:: Исходный текст ::

Советизм и антиглобализм на знамени оппортунизма

Как устроены идеологические нарративы позднего путинизма

Александр Панченко
Антрополог, профессор Европейского университета в Санкт-Петербурге, приглашенный профессор Тартуского университета
Идейной рамкой ключевых нарративов эпохи Путина стало причудливое сочетание геополитических фантазий, конспирологии и морального алармизма. В этом отношении постсоветская Россия совсем не уникальна, однако является, вероятно, единственной крупной страной начала XXI века, где радикальная конспирологическая картина мира оказалась настолько популярна не только в массовой культуре, но и в среде политического истеблишмента. В продолжении дискуссии Re: Russia «Есть ли у нынешнего российского режима идеология?», вслед за Андреем Зориным и Екатериной Шульман, свой ответ на этот вопрос дает антрополог, профессор Европейского университета в Санкт-Петербурге Александр Панченко.

:::
:: Представленные данные ::

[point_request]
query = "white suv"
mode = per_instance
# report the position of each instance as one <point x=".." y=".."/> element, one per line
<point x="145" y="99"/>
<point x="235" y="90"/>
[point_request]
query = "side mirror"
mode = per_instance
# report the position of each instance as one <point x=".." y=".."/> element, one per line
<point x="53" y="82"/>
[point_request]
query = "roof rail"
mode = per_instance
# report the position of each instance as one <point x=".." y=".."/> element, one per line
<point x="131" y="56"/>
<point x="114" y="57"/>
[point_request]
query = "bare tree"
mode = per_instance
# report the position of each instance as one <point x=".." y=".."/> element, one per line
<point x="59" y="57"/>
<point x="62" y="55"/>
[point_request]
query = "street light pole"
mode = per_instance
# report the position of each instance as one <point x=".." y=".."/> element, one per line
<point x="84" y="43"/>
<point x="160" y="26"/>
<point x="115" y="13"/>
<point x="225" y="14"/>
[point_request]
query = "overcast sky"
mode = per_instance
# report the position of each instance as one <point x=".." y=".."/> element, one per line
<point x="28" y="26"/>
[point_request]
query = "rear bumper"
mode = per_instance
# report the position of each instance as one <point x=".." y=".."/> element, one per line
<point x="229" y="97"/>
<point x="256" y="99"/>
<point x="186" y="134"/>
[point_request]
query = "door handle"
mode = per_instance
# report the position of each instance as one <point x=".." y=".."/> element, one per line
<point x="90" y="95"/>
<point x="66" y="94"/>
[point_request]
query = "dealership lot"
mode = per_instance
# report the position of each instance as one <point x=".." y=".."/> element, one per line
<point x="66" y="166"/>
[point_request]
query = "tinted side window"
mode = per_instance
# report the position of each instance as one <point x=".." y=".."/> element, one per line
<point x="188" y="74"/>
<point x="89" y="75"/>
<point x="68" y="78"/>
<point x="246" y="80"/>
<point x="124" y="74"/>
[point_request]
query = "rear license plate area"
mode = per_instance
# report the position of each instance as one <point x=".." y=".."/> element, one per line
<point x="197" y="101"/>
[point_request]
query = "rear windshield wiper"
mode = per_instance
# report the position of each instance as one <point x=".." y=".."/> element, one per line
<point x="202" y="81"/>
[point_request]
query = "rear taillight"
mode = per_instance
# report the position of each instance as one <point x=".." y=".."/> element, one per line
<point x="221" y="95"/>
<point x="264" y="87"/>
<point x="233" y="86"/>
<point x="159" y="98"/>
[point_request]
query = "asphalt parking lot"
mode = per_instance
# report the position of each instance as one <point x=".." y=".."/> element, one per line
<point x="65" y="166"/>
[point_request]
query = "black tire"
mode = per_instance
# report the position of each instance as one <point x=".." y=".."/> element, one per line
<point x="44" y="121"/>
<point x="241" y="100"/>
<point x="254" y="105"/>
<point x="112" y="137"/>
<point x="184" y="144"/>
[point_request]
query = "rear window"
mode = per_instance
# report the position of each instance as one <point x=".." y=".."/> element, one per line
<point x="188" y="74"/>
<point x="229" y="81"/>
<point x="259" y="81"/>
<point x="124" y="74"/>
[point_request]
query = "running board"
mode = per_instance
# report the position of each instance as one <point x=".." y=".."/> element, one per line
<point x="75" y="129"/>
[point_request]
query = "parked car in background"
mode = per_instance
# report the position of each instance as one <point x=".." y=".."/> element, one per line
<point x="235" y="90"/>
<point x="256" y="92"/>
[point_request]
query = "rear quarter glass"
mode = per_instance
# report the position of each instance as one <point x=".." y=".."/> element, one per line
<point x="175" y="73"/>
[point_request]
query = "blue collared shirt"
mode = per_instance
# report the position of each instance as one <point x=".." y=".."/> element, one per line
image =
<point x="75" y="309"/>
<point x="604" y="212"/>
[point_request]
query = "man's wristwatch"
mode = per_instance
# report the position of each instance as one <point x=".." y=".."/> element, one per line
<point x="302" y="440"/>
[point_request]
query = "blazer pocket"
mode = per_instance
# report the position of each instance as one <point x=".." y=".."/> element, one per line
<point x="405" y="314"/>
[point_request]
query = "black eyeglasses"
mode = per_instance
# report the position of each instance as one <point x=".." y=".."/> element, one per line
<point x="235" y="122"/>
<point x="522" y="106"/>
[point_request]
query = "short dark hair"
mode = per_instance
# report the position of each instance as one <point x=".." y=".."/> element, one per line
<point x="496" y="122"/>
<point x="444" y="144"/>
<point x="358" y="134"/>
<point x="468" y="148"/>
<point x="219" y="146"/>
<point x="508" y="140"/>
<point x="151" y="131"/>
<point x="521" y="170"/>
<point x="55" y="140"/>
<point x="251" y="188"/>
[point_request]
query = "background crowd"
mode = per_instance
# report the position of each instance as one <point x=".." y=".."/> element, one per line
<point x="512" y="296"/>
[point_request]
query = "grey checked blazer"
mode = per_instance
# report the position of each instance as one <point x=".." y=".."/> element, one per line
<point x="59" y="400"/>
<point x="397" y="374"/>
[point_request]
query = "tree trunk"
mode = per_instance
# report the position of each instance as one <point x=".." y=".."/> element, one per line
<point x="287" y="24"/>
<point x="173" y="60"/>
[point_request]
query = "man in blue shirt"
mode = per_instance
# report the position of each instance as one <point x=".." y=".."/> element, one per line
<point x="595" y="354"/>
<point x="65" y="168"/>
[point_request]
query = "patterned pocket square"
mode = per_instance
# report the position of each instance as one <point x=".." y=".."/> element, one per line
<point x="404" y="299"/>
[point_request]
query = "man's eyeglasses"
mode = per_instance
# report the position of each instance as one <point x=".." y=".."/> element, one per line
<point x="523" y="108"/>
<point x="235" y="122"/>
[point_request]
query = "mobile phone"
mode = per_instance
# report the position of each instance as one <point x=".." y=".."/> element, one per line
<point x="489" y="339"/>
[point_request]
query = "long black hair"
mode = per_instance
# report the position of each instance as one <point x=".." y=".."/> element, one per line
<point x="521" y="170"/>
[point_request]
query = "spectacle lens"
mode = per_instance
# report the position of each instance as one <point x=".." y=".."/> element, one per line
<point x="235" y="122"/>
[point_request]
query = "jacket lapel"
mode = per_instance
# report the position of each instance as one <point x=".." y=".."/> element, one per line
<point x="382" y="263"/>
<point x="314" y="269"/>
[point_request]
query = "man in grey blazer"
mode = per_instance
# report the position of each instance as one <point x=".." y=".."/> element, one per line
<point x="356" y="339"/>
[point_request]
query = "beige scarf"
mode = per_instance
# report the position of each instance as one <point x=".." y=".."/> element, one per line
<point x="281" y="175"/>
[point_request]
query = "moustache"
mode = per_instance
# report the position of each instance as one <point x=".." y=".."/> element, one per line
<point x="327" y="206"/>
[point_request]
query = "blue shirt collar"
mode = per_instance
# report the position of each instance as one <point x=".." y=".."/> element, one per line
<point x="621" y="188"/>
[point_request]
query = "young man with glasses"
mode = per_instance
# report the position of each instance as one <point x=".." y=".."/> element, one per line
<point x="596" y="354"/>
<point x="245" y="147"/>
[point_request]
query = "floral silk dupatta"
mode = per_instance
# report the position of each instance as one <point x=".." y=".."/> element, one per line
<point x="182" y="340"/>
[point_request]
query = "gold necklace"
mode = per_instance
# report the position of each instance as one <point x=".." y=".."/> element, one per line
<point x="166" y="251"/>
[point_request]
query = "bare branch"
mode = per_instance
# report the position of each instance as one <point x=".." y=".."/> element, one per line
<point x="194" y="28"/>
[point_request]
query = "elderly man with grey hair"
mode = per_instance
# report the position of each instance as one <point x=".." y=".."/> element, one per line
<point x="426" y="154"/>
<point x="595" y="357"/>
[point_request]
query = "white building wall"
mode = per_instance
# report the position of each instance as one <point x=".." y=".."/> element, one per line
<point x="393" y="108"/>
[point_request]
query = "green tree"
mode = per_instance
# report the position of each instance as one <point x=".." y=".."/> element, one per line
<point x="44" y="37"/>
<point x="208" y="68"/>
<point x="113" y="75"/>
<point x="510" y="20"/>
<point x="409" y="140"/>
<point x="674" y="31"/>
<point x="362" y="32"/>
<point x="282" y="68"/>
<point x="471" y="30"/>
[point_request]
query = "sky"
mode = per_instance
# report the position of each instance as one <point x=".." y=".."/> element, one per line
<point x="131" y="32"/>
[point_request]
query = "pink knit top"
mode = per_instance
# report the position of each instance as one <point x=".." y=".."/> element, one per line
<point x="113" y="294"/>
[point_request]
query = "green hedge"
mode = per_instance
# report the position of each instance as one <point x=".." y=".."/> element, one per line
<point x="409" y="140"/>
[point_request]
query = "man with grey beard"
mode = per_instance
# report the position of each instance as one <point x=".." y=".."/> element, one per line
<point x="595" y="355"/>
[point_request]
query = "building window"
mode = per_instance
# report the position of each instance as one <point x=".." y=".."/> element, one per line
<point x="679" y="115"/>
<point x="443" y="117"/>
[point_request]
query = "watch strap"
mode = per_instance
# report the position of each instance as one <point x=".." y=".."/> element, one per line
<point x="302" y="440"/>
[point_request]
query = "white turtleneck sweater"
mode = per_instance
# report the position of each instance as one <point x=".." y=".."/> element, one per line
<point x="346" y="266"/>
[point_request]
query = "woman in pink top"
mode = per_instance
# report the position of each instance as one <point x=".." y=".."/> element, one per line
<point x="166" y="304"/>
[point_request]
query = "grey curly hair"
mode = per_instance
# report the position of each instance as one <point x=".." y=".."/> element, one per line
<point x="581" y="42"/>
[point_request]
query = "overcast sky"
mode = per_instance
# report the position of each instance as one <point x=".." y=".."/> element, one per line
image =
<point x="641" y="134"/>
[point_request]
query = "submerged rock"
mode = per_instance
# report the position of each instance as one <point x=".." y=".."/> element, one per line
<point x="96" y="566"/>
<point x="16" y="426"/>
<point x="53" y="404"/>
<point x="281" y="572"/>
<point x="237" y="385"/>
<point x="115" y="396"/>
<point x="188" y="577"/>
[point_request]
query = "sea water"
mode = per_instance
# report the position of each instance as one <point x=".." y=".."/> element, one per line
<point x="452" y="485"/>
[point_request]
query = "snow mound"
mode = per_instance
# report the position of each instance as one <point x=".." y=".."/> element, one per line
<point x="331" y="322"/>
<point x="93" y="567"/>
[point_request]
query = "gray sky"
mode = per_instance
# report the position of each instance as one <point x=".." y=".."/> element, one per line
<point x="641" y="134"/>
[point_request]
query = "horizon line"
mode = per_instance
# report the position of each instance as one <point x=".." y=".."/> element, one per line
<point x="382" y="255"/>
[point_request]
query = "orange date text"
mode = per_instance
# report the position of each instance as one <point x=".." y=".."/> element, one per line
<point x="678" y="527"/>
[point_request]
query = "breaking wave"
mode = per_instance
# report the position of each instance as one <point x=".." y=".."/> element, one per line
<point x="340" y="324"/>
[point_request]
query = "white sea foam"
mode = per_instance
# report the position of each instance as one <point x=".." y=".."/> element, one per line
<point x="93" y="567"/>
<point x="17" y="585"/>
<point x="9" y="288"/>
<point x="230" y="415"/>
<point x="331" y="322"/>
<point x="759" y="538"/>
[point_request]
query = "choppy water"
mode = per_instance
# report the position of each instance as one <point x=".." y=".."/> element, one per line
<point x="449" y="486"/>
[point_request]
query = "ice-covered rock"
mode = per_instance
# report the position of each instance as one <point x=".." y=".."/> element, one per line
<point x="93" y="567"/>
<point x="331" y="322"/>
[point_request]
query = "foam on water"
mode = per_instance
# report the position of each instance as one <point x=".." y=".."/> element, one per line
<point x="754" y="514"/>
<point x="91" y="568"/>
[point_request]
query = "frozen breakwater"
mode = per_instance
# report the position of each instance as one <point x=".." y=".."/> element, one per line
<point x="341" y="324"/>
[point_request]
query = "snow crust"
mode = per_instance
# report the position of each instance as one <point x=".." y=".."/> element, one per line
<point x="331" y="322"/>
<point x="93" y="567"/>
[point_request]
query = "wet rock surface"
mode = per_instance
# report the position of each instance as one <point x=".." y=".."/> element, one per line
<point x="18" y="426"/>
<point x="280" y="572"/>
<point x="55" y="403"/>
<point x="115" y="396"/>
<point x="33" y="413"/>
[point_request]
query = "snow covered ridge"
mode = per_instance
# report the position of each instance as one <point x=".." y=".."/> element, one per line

:::

» Требования:
**a)** Выпишите из исходного текста фрагмент, начиная со слов «Как устроены идеологические» и далее до слов «в Санкт-Петербурге Александр Панченко.» включительно.
**b)** Ответьте по исходному тексту:
(i) Кем Александр Панченко является в Тартуском университете?
(ii) Сочетание каких трех составляющих названо идейной рамкой ключевых нарративов эпохи Путина?
(iii) Вслед за кем Панченко дает свой ответ в дискуссии Re: Russia?
Опирайтесь исключительно на исходный текст.

» Результаты:
**a)**
Как устроены идеологические нарративы позднего путинизма

Александр Панченко
Антрополог, профессор Европейского университета в Санкт-Петербурге, приглашенный профессор Тартуского университета
Идейной рамкой ключевых нарративов эпохи Путина стало причудливое сочетание геополитических фантазий, конспирологии и морального алармизма. В этом отношении постсоветская Россия совсем не уникальна, однако является, вероятно, единственной крупной страной начала XXI века, где радикальная конспирологическая картина мира оказалась настолько популярна не только в массовой культуре, но и в среде политического истеблишмента. В продолжении дискуссии Re: Russia «Есть ли у нынешнего российского режима идеология?», вслед за Андреем Зориным и Екатериной Шульман, свой ответ на этот вопрос дает антрополог, профессор Европейского университета в Санкт-Петербурге Александр Панченко.

**b)**
(i) Приглашенным профессором.
(ii) Геополитических фантазий, конспирологии и морального алармизма.
(iii) Вслед за Андреем Зориным и Екатериной Шульман.